What this task involves :: In the entries that follow, find the word "tree" and report each line it is on.

Collected data entries
* * *
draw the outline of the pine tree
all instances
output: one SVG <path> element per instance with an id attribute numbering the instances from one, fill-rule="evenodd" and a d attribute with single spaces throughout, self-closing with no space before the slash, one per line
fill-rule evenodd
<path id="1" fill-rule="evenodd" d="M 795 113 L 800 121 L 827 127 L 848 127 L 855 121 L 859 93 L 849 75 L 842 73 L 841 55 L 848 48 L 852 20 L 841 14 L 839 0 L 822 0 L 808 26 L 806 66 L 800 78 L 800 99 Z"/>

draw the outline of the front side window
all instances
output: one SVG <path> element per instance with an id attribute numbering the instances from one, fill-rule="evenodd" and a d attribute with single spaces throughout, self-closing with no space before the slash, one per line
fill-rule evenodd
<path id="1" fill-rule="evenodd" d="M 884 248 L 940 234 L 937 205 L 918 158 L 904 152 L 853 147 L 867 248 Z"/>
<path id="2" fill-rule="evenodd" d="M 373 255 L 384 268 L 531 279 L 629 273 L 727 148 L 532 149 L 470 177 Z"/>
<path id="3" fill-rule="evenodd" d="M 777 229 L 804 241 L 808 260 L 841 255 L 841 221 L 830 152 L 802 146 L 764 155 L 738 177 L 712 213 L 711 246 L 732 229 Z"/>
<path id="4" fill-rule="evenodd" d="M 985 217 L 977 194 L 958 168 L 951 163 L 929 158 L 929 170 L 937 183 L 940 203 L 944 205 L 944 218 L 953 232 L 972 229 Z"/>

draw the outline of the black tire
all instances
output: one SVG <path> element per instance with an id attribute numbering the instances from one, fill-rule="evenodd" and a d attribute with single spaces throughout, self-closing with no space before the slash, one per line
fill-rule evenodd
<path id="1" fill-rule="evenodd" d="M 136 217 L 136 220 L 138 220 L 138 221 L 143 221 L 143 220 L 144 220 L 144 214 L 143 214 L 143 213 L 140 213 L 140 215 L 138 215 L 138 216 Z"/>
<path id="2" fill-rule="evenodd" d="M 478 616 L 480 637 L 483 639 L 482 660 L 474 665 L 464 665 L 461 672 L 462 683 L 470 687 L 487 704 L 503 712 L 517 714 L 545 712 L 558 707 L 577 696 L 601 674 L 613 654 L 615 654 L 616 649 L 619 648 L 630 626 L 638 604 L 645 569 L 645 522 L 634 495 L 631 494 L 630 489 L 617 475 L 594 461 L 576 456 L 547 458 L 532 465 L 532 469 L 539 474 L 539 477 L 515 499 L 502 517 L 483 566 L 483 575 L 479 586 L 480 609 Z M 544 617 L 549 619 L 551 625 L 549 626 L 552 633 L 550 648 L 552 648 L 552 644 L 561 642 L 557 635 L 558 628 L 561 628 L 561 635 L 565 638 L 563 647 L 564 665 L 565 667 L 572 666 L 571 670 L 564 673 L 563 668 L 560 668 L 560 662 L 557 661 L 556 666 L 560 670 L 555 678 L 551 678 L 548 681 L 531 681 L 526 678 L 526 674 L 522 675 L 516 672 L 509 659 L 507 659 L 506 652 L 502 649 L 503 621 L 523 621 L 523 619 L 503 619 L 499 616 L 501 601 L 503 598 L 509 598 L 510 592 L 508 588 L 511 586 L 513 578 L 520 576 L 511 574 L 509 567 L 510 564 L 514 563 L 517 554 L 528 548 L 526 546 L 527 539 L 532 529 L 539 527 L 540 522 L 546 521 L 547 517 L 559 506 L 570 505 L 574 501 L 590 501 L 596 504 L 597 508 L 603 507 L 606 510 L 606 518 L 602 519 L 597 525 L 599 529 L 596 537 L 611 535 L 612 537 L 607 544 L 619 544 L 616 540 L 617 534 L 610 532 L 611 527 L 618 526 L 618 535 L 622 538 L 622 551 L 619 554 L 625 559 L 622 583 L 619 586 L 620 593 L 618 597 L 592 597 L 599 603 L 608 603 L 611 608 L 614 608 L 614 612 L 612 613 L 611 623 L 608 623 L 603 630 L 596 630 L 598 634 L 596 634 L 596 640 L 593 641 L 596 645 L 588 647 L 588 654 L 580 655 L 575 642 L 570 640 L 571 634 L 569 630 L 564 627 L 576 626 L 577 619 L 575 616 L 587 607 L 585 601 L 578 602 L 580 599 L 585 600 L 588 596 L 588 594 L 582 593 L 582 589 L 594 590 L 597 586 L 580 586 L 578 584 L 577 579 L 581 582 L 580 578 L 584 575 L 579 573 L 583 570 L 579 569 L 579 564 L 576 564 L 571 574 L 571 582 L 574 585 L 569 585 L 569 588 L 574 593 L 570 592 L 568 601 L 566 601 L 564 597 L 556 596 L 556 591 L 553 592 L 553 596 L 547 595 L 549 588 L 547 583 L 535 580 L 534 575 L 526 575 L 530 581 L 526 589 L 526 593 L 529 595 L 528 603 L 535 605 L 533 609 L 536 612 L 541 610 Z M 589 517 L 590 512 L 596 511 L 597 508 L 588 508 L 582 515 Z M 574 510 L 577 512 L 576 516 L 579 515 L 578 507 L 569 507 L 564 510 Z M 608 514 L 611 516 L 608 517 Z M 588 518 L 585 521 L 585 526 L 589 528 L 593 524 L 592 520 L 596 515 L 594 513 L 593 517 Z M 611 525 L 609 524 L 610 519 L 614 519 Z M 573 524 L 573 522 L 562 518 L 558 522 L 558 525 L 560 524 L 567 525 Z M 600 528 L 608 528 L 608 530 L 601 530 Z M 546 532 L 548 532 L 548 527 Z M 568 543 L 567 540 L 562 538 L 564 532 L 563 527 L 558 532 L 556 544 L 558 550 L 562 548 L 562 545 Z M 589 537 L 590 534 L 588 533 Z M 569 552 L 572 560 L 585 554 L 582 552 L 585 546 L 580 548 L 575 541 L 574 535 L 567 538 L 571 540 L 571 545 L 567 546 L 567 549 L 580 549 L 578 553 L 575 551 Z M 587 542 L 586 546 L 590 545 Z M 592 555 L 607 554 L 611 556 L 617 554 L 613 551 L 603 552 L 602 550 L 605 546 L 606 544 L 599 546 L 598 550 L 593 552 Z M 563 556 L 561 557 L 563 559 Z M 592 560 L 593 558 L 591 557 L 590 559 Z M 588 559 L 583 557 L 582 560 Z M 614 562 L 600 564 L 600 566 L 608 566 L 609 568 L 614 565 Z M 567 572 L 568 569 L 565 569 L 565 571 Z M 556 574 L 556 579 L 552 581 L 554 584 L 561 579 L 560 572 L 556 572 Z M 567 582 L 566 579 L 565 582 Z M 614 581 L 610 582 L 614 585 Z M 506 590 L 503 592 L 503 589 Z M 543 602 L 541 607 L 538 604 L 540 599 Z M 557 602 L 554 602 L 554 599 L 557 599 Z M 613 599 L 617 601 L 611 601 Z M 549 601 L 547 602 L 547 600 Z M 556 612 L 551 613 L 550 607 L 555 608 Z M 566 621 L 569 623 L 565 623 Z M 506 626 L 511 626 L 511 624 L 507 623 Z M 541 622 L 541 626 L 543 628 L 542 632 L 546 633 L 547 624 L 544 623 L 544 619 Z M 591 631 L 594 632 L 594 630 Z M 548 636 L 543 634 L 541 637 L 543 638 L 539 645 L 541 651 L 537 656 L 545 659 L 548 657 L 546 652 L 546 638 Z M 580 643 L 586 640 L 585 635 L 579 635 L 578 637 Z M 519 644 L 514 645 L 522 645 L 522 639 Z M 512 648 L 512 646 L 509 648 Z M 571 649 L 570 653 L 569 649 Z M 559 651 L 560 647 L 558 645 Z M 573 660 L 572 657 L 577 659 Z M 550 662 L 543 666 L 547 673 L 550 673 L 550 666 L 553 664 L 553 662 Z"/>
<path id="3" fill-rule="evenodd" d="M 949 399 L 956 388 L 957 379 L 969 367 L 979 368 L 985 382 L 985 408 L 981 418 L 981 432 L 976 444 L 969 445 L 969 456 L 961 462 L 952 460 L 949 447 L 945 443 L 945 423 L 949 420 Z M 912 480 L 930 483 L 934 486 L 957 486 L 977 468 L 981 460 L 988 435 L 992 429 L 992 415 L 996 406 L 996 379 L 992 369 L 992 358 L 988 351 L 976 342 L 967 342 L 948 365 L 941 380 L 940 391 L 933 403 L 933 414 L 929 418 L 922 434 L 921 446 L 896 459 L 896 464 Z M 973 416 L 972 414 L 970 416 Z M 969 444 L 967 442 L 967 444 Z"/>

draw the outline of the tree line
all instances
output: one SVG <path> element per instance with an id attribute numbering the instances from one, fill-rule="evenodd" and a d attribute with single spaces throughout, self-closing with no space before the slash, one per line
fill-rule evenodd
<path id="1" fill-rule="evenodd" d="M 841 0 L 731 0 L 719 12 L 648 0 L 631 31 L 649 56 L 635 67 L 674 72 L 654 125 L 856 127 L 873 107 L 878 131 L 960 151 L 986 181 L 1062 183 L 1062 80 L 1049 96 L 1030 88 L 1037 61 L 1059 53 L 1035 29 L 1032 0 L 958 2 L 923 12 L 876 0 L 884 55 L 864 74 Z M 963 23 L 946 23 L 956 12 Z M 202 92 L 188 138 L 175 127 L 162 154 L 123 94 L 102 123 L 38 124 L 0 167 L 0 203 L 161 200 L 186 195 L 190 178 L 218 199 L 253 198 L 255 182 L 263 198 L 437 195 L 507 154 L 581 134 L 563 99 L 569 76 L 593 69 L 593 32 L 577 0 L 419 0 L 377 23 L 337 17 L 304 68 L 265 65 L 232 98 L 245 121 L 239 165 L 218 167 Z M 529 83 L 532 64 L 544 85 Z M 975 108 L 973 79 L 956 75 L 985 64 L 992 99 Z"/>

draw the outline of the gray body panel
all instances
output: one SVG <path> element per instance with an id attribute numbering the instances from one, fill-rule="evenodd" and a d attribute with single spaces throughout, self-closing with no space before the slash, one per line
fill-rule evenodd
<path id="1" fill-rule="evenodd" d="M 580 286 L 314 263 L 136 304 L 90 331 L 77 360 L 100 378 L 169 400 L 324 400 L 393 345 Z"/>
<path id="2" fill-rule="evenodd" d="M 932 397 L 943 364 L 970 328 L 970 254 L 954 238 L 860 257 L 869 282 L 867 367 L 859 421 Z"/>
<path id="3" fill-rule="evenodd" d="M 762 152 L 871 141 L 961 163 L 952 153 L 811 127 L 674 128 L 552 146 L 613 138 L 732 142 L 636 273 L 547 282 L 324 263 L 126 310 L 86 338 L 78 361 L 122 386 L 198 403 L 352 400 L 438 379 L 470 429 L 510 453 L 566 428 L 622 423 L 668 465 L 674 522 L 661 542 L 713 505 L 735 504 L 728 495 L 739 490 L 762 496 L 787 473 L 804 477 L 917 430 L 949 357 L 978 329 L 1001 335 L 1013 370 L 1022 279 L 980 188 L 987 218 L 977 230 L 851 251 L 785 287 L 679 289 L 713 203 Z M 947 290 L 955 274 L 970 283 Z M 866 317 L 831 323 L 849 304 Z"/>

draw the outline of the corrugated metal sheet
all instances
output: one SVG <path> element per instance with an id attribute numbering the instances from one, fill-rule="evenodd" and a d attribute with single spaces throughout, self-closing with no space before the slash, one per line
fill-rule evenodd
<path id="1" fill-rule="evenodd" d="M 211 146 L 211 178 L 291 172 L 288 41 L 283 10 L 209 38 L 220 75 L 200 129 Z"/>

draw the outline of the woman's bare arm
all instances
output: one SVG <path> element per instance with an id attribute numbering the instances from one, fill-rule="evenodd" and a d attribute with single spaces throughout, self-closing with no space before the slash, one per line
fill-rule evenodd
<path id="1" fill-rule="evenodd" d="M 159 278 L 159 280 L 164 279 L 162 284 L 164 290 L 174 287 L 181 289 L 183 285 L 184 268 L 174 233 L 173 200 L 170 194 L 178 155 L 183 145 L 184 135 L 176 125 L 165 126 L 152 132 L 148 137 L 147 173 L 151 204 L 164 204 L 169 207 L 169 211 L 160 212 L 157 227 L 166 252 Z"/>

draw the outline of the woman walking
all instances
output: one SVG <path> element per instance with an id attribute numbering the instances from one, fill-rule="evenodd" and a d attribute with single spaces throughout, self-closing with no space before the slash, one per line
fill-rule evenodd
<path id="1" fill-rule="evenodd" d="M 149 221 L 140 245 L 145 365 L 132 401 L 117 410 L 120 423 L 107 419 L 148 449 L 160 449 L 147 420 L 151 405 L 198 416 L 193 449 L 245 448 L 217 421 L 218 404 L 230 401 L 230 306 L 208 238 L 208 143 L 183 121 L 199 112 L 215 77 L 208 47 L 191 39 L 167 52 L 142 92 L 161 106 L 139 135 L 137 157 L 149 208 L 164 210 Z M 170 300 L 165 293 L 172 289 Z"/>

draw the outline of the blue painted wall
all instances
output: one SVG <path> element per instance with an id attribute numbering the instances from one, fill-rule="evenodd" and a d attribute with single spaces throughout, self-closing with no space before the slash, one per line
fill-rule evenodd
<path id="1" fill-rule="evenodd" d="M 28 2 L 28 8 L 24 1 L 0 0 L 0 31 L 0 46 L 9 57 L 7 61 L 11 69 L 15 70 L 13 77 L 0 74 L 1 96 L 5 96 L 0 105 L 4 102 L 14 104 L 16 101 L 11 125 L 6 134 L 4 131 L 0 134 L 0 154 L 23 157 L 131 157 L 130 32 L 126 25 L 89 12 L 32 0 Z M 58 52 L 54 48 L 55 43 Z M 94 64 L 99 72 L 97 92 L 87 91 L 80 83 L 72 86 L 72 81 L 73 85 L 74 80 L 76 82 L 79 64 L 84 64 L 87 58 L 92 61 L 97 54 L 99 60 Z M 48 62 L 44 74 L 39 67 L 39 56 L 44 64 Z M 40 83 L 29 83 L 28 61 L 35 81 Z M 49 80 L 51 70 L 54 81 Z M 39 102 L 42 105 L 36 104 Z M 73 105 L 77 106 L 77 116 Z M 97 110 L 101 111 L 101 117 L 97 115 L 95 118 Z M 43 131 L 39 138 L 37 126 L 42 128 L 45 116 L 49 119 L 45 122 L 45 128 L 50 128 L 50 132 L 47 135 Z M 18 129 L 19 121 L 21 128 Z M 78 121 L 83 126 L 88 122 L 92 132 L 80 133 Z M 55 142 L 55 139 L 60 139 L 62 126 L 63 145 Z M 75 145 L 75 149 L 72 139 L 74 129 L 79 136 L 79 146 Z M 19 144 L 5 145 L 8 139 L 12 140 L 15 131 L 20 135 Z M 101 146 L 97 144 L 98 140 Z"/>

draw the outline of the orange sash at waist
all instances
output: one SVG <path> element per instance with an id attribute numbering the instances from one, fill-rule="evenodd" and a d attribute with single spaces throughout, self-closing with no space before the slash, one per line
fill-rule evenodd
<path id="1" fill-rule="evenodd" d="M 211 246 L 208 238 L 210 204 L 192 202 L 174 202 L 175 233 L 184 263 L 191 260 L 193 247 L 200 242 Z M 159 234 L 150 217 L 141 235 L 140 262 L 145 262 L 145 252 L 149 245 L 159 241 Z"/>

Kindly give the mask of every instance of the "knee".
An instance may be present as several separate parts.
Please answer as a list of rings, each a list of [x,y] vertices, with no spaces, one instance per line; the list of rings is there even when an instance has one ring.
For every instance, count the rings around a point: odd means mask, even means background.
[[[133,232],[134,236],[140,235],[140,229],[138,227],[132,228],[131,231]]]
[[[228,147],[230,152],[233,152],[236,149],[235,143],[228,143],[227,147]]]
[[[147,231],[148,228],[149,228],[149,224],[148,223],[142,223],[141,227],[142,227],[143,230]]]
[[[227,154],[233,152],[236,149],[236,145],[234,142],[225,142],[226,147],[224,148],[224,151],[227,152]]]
* * *
Answer to this problem ::
draw the outline of the pine tree
draw the outline of the tree line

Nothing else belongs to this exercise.